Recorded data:
________________________________________
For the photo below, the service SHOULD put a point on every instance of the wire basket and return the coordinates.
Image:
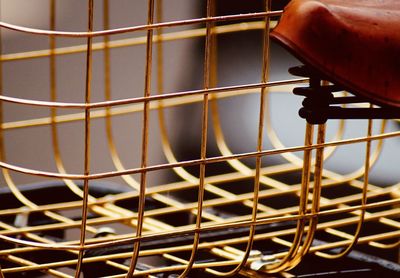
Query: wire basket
(143, 180)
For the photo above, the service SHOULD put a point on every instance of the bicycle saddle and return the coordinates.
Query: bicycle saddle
(353, 43)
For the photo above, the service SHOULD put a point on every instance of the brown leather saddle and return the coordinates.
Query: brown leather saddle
(354, 44)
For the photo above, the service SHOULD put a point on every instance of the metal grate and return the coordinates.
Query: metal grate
(225, 213)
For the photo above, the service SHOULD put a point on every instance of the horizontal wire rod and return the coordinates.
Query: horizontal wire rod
(194, 162)
(165, 37)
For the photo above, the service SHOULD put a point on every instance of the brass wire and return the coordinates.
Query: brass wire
(312, 206)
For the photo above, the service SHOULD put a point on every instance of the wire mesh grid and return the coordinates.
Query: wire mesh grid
(253, 217)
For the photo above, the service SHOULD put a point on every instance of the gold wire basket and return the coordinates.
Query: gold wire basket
(97, 180)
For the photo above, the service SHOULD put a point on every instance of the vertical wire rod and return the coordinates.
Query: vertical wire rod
(204, 132)
(87, 139)
(145, 135)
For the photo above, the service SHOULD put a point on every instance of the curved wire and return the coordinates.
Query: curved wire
(286, 261)
(147, 27)
(145, 137)
(363, 203)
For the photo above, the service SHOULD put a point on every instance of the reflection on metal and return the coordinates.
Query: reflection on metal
(251, 217)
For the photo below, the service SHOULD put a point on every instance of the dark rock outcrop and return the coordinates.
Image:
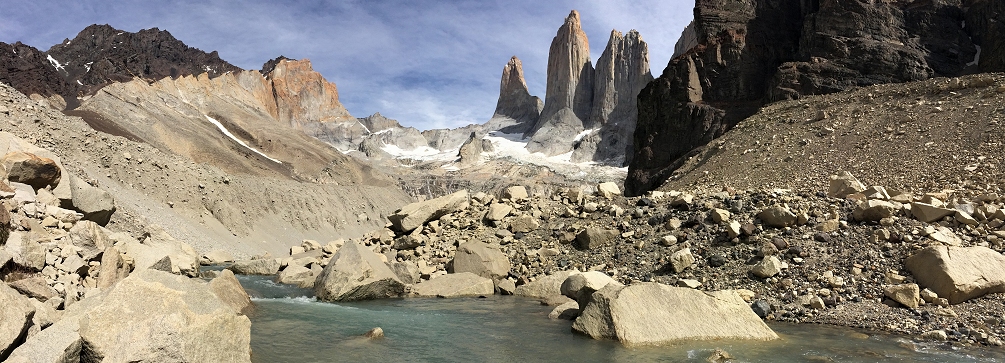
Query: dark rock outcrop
(101, 54)
(622, 71)
(29, 71)
(752, 52)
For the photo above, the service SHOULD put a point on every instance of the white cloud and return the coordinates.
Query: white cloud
(428, 64)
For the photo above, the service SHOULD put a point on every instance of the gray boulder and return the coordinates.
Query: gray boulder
(256, 266)
(545, 287)
(15, 319)
(592, 237)
(95, 204)
(414, 215)
(580, 287)
(959, 274)
(153, 315)
(455, 286)
(356, 273)
(638, 315)
(480, 258)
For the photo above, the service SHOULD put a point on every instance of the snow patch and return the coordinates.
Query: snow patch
(232, 137)
(55, 63)
(977, 57)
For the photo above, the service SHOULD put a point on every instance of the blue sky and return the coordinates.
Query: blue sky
(427, 63)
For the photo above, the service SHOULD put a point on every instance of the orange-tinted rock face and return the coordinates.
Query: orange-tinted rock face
(303, 96)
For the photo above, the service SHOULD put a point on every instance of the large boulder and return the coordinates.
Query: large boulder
(31, 169)
(153, 315)
(95, 204)
(90, 237)
(455, 286)
(545, 287)
(652, 314)
(580, 287)
(15, 319)
(414, 215)
(480, 258)
(356, 273)
(256, 266)
(959, 274)
(113, 268)
(157, 245)
(25, 251)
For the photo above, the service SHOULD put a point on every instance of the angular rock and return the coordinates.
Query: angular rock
(480, 258)
(256, 266)
(25, 251)
(906, 294)
(567, 311)
(152, 315)
(680, 260)
(872, 210)
(638, 315)
(843, 184)
(497, 211)
(959, 274)
(515, 101)
(778, 216)
(35, 288)
(608, 190)
(580, 287)
(216, 256)
(414, 215)
(569, 97)
(455, 286)
(229, 291)
(113, 268)
(90, 237)
(518, 192)
(930, 213)
(356, 273)
(592, 237)
(31, 169)
(767, 267)
(524, 223)
(15, 319)
(158, 244)
(95, 204)
(545, 287)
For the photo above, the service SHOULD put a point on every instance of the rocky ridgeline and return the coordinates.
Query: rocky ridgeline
(73, 291)
(852, 255)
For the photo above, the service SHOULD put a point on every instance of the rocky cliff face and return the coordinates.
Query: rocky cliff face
(622, 71)
(101, 54)
(569, 98)
(516, 102)
(29, 71)
(752, 52)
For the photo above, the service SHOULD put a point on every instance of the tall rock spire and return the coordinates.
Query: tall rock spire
(622, 71)
(515, 100)
(570, 89)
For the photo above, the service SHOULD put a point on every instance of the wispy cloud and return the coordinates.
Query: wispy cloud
(428, 64)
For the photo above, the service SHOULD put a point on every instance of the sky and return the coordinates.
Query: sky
(428, 64)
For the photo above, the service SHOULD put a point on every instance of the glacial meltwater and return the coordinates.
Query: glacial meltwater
(289, 326)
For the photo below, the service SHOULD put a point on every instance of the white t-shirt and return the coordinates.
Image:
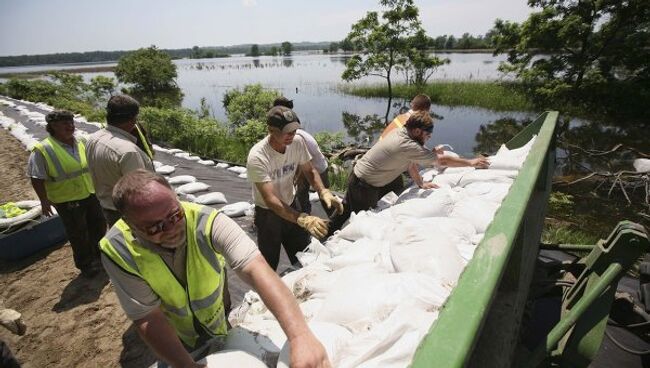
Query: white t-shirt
(317, 158)
(266, 164)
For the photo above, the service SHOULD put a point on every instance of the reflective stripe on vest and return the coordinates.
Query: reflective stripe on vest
(68, 179)
(202, 298)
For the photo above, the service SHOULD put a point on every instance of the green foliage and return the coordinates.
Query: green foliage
(251, 132)
(591, 48)
(497, 96)
(183, 129)
(102, 86)
(287, 48)
(384, 42)
(251, 103)
(328, 142)
(148, 69)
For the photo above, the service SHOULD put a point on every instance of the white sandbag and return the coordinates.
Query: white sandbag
(237, 169)
(206, 162)
(438, 204)
(263, 339)
(190, 188)
(232, 358)
(209, 198)
(365, 225)
(313, 197)
(181, 179)
(476, 211)
(235, 209)
(488, 175)
(427, 246)
(358, 304)
(165, 170)
(641, 165)
(333, 338)
(391, 343)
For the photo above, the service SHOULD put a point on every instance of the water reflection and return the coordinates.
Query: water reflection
(362, 130)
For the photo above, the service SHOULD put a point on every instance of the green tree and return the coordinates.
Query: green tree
(287, 48)
(590, 48)
(102, 86)
(250, 103)
(148, 69)
(255, 50)
(384, 42)
(421, 65)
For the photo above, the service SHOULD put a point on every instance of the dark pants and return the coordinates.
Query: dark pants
(361, 196)
(302, 191)
(273, 231)
(111, 216)
(84, 226)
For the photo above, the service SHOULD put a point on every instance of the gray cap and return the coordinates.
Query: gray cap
(283, 118)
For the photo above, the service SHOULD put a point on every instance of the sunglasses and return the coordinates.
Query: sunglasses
(165, 224)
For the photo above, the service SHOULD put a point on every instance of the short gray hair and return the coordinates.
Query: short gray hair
(133, 185)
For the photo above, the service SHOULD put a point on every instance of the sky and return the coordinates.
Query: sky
(52, 26)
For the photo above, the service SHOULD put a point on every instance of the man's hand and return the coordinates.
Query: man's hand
(429, 185)
(308, 352)
(46, 207)
(329, 199)
(314, 225)
(480, 162)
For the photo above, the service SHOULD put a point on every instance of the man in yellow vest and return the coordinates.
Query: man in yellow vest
(166, 260)
(113, 151)
(59, 174)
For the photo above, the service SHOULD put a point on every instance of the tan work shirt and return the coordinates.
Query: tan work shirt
(136, 296)
(390, 157)
(111, 153)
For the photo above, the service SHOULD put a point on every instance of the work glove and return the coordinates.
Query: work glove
(331, 200)
(316, 226)
(13, 321)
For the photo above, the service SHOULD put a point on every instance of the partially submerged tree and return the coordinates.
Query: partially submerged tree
(383, 41)
(152, 74)
(587, 45)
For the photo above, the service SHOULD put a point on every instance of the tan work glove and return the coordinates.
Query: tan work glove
(316, 226)
(13, 321)
(331, 200)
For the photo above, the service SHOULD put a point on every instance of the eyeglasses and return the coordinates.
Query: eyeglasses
(165, 224)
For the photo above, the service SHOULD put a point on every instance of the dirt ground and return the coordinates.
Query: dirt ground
(71, 321)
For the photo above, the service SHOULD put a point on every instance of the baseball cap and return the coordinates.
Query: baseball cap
(283, 118)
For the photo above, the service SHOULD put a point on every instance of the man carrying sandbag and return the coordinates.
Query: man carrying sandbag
(113, 151)
(272, 165)
(59, 174)
(166, 260)
(379, 171)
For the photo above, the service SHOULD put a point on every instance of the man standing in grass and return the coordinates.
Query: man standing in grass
(113, 151)
(272, 165)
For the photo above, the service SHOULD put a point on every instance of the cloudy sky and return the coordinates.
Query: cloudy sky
(49, 26)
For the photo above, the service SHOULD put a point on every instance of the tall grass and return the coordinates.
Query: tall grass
(498, 96)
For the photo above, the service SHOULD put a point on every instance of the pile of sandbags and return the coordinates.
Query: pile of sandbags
(372, 291)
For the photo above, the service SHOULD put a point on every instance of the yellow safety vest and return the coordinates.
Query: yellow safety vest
(397, 123)
(68, 179)
(201, 301)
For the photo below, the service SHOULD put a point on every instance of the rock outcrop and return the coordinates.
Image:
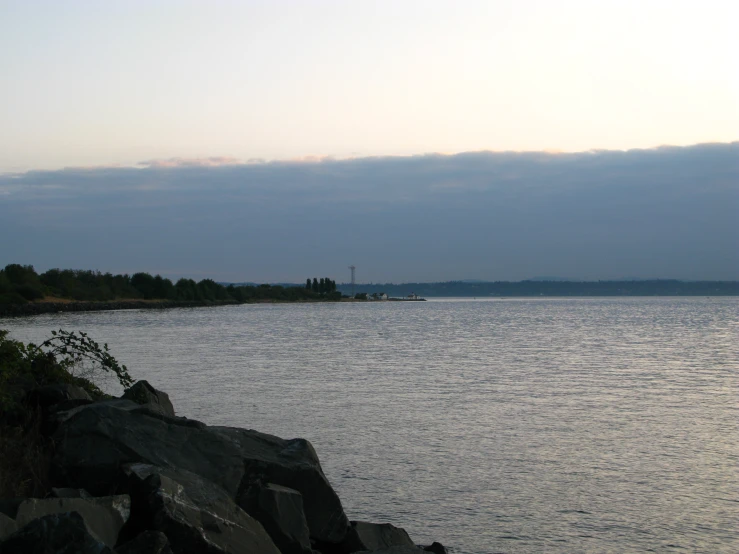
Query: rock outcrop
(129, 477)
(143, 393)
(63, 533)
(103, 517)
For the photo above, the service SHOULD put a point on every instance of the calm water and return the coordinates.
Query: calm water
(543, 425)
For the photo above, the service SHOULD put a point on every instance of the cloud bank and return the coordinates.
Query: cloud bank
(664, 212)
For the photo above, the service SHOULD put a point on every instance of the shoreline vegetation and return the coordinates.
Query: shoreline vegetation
(82, 471)
(24, 292)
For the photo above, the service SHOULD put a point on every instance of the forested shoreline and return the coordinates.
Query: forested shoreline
(22, 285)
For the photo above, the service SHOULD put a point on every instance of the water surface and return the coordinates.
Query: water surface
(530, 425)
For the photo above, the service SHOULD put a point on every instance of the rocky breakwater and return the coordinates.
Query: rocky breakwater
(128, 476)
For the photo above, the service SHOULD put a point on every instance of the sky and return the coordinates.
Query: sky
(104, 106)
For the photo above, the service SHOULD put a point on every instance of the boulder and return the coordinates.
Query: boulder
(195, 515)
(54, 394)
(374, 536)
(394, 550)
(104, 517)
(64, 533)
(280, 510)
(69, 493)
(93, 441)
(8, 526)
(148, 542)
(143, 393)
(9, 506)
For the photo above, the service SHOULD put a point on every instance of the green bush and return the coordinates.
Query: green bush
(65, 357)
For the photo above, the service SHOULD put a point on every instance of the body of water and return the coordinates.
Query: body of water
(516, 425)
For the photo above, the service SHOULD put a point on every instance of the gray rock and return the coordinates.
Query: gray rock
(143, 393)
(9, 506)
(69, 493)
(93, 441)
(148, 542)
(375, 536)
(195, 515)
(8, 526)
(53, 394)
(280, 510)
(54, 534)
(394, 550)
(104, 517)
(436, 548)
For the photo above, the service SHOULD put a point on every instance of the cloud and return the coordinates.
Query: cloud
(214, 161)
(664, 212)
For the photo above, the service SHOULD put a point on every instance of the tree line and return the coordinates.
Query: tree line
(20, 284)
(322, 286)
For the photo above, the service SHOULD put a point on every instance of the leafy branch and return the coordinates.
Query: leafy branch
(75, 351)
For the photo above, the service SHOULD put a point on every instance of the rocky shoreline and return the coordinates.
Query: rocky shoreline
(128, 476)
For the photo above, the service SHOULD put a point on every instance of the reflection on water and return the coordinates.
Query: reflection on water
(537, 425)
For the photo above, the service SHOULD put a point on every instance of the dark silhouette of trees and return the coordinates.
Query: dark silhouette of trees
(20, 284)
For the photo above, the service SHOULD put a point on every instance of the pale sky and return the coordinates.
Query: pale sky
(119, 82)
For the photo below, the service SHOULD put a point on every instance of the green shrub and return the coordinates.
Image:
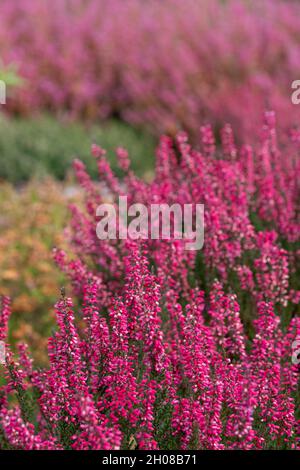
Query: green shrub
(44, 145)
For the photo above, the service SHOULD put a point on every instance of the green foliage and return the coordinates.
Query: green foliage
(44, 145)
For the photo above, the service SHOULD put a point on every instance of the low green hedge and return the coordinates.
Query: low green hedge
(39, 146)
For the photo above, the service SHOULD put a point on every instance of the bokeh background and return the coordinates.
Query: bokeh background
(120, 73)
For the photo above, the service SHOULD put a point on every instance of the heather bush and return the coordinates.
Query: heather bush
(43, 146)
(169, 64)
(32, 219)
(170, 348)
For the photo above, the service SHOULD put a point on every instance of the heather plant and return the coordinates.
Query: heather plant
(169, 348)
(168, 65)
(32, 219)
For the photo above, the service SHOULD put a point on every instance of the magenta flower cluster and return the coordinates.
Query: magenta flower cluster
(168, 64)
(169, 348)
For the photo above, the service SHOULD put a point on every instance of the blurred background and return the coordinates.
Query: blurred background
(120, 73)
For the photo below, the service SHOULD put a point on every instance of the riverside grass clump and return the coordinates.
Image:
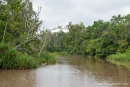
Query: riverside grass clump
(120, 56)
(10, 58)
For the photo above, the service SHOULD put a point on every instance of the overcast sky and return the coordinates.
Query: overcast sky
(61, 12)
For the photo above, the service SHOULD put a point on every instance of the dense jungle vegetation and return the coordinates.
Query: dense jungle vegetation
(103, 39)
(21, 46)
(24, 45)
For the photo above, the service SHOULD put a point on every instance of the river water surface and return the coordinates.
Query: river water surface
(69, 72)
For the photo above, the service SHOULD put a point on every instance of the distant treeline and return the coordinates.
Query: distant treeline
(98, 40)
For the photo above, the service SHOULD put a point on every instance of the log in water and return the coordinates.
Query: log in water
(69, 72)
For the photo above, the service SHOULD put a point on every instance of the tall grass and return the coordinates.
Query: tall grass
(10, 58)
(120, 56)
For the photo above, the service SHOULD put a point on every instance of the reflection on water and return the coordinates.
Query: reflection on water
(69, 72)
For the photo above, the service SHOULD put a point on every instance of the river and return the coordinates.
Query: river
(69, 72)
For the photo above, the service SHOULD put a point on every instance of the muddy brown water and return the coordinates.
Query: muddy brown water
(69, 72)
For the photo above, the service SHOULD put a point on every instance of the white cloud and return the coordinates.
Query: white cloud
(61, 12)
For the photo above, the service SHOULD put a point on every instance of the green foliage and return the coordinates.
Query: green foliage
(98, 40)
(10, 58)
(49, 57)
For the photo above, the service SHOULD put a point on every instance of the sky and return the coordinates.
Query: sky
(60, 12)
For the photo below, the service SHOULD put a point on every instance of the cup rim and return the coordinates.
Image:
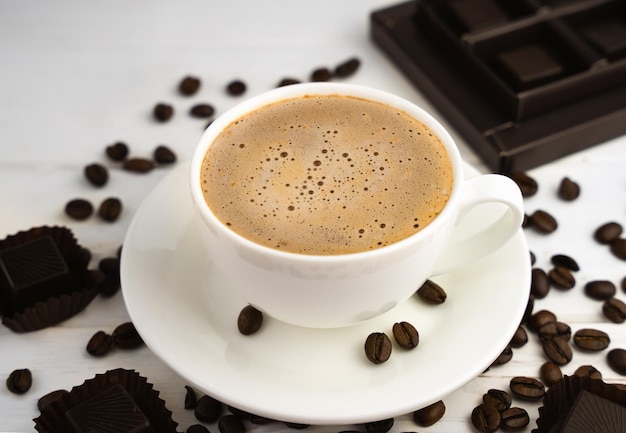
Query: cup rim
(323, 88)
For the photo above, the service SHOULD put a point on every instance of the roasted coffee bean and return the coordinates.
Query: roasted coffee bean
(138, 165)
(557, 350)
(608, 232)
(539, 283)
(163, 112)
(79, 209)
(526, 184)
(100, 344)
(347, 68)
(568, 189)
(378, 347)
(250, 320)
(164, 155)
(431, 293)
(190, 398)
(520, 338)
(616, 359)
(565, 261)
(600, 290)
(236, 88)
(593, 340)
(618, 248)
(497, 398)
(514, 418)
(550, 373)
(231, 424)
(208, 409)
(202, 111)
(117, 151)
(110, 209)
(430, 414)
(20, 381)
(561, 277)
(189, 85)
(126, 336)
(405, 335)
(554, 329)
(614, 310)
(486, 418)
(588, 370)
(527, 388)
(321, 74)
(543, 221)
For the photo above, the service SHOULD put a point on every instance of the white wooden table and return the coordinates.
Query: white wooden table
(78, 76)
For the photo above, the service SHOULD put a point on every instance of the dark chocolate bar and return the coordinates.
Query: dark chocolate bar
(523, 82)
________________________________________
◆ Try it ◆
From the data above, copy each line that has the string "below".

◆ Result ◆
For the photo below, the service SHOULD put a point on every instance of the wire basket and return the coordinates.
For the photo below, the service SHOULD put a point on every instance of the dark rock outcrop and return the coordinates.
For the photo below, the service SHOULD put a point on every instance of the white t-shirt and return the coordinates.
For the photo below, the service SHOULD put a point on every instance of the rock outcrop and return the coordinates.
For the photo below, the service SHOULD put a point on every instance of the green shrub and return the coordinates.
For the photo below, the service SHOULD put a point on every instance of the riverside grass clump and return the coordinates.
For the photo below, the service SHOULD put a point on every instance of the cup rim and return the coordinates.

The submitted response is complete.